## TASK STATEMENT
Your answer must be an exact transcription of the lines from the line with "For each instance of the elk's hind" through the final line of the data.

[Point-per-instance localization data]

******

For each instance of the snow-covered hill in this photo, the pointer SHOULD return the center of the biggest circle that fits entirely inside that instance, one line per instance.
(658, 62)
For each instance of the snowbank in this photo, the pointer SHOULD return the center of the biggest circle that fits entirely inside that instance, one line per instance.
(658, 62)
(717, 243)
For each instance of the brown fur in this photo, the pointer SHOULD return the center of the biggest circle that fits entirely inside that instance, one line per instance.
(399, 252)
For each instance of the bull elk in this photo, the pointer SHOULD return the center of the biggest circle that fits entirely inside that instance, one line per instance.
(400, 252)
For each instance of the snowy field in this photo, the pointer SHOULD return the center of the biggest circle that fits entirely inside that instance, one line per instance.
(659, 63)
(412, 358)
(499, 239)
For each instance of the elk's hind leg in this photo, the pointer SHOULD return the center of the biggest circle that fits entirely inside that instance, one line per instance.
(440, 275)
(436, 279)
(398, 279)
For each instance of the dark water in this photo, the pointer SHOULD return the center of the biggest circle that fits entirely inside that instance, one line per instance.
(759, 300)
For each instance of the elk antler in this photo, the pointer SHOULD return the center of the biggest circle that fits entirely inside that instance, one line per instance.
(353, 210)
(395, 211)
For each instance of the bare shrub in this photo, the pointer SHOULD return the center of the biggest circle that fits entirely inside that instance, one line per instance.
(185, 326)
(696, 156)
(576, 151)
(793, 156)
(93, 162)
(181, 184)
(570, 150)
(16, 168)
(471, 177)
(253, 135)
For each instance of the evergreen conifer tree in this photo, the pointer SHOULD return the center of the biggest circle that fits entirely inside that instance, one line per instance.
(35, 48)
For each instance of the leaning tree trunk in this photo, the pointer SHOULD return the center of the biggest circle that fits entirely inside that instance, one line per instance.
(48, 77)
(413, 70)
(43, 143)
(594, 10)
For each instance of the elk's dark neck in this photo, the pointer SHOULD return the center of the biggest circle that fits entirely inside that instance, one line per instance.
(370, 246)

******

## ANSWER BELOW
For each instance of the elk's hind leg in this photo, the pointer SHOULD return the center of the biggest circle that fits entirely inside that instance, one line per instance.
(440, 275)
(436, 279)
(398, 279)
For each instance of the dark water in this photo, the pointer SHOULD return the center of the biggest circle that fits entirely inside that instance, one line per instance.
(759, 300)
For each instance of the elk antler in this photo, the pointer SHOULD return the center of the biggest circle that fits entirely inside that instance, one line per instance.
(353, 210)
(395, 211)
For each instance of the bare shrub in this photo, the pointer SHOULD return the center of the biggest circle that fits entirely inside that instance, one line per instance.
(185, 326)
(696, 156)
(576, 151)
(793, 156)
(93, 162)
(181, 184)
(570, 150)
(16, 168)
(471, 177)
(253, 135)
For each instance of the evergreen conifer tree in this photo, the pointer SHOULD return the center of the biggest circle that fits entirely inside that instance, one line per instance.
(35, 48)
For each instance of the leaning tree trunk in this photo, the pointer SHOULD return the center of the biggest circle that fits entirely inside that instance, one line per instance.
(48, 77)
(413, 70)
(43, 143)
(594, 10)
For each instance of the elk's dark neck in this photo, the pointer SHOULD return the center of the biggest circle that fits entirely inside that instance, one line per instance.
(370, 246)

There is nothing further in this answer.